● **Задание a**:
Оформите строки всех записей (не текста о «российском комплексе») в виде таблицы Markdown со столбцами «№» и «Строка», пропустив пустые строки и не включая изображения.

● **Текст**:
↓↓↓

Выбрать главу

Если я для этого феномена выбрал другое понятие — «российского комплекса» у немцев, то прежде всего потому, что в понятие «ориентализм» его изобретатель Эдвард Сайд внес определенные коннотации. Для него речь шла о монологическом, чуть ли не аутистском западном дискурсе, сопровождавшем колониальное проникновение европейских колониальных держав на Ближний и Дальний Восток и овладение им. На его взгляд, «Восток», научно описанный и литературно изукрашенный, есть только империалистический конструкт, который всегда стремится продемонстрировать превосходство европейской и западной культур над более древними азиатской и арабской культурами. В конечном счете «ориентализм» сделался главным средством создания «культурной гегемонии», которая прикрывает материальную эксплуатацию и отчуждает колонизируемых от их истории, лишая их собственного знания о мире{1203}.

Если отвлечься от всего правильного и ошибочного в этом тезисе{1204}, то немецкий «ориентализм» в отношении России во всяком случае можно было бы трактовать иначе. Речь шла не об истории колониального проникновения, а об истории отношений двух разнородных народов и империй, отмеченной двойной асимметрией. Чувству культурного и социально-экономического превосходства с немецкой стороны соответствовало развитое сознание державно-политического и морального превосходства с российской. К тому же по крайней мере петербургская Россия до 1914 г. сама была частью европейского мира и вела себя на Дальнем Востоке и в Средней Азии как расширяющаяся колониальная держава особого типа.

Из этой чересполосицы возникли рефлексы как фобийной защиты, так и сентиментальной симпатии, которые могли отложиться и в экпансионистских и колонизаторских проектах, и в идеях союза и слияния. Как в хорошем, так и в плохом каждая страна, народ и империя подают себя как естественный объект и дополнение собственных фантазий о величии и универсальных призваниях. «Российский комплекс» в Германии{1205}, возникший впервые не в XIX в., и комплементарный ему, возможно, еще более вирулентный «германский комплекс»{1206} в России образуют поле ментальной напряженности и лабораторию, где в ходе Первой мировой войны и после нее генерировались «тоталитарные» идеологии и энергии, в конце концов консолидировавшиеся и материализовавшиеся в большевизме и национал-социализме.

↑↑↑

● **Данные для обработки**:

↓↓↓

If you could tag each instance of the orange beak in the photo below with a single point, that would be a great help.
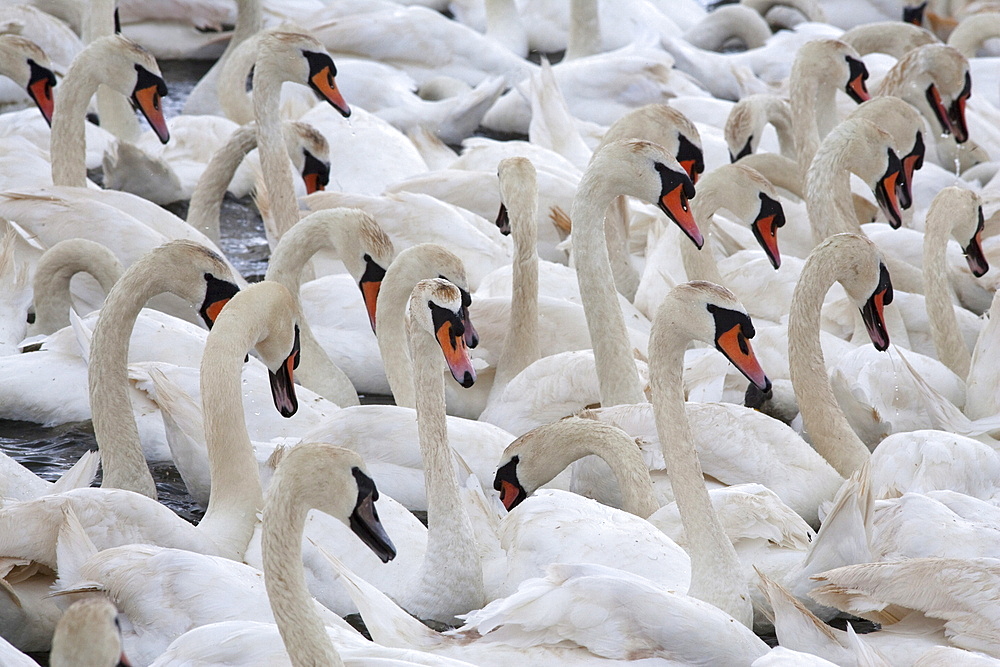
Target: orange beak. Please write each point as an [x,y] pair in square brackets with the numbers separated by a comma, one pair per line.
[765,228]
[456,354]
[676,189]
[322,73]
[873,311]
[148,89]
[737,349]
[40,89]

↑↑↑

● **Задание b**:
Продолжите текст о «российском комплексе» в Германии с того места, где он заканчивается.

● **Ответ a**:
| № | Строка |
|---|---|
| 1 | If you could tag each instance of the orange beak in the photo below with a single point, that would be a great help. |
| 2 | Target: orange beak. Please write each point as an [x,y] pair in square brackets with the numbers separated by a comma, one pair per line. |
| 3 | [765,228] |
| 4 | [456,354] |
| 5 | [676,189] |
| 6 | [322,73] |
| 7 | [873,311] |
| 8 | [148,89] |
| 9 | [737,349] |
| 10 | [40,89] |

● **Ответ b**:
Эти особые взаимоотношения объективно можно понять. Дело в том, что и Россия, и Пруссия-Германия не были четко оформленными национальными государствами, а представляли собой открытые на все стороны «комплексы» людей и территорий, потенциалов и ресурсов, языков и культур, которые скрещивались и переплетались друг с другом многообразным, а частично почти «семейным» образом. И если мыслить в категориях мировой значимости и мировой великодержавности, взгляд как бы сам собой останавливается на том или ином конкретном «комплексе». Если бы Российская империя аннексировала или ассимилировала германский потенциал (все равно каким путем), она в самом деле стала бы «новой Америкой», воспетой в 1913 г. Александром Блоком[208].

Кроме амбиций такого дружеского или вражеского поглощения всегда существовали также фантазии на тему синтеза или даже сплавления обоих взаимодополняющих потенциалов, культур, народов или рас, что столь интенсивно происходило весьма редко, а возможно, и никогда не происходило между двумя странами или народами. Крайние проявления вражды, которые могли сгущаться до истерических комплексов страха и слабости, свидетельствовали о близости, содержавшей в себе зародыш проективного замещения и взаимопонимания. Исторически отделить одно от другого невозможно, как нельзя и дать этому количественную оценку. Даже; если эти представления никогда не могли быть реализованы ни исторически, ни политически, они все же были индикаторами особого поля энергетической напряженности между обоими комплексами, и потому их вовсе нельзя назвать незначительными или не имеющими последствий.

«Долгий путь на Запад»

Масштабно задуманный очерк общегерманской истории Генриха Августа Винклера под программным заголовком «Долгий путь на Запад» на своих обширных просторах подвергает читателя поучительной пытке. Ибо путь Германии — от истоков рейха и нации около 800 или 962 г. вплоть до гибели Веймарской республики в 1933 г. (и уж вполне естественно, вплоть до гибели Третьего рейха в 1945 г.) — пролегал, казалось бы, скорее в сторону от «Запада», чем наоборот{1207}.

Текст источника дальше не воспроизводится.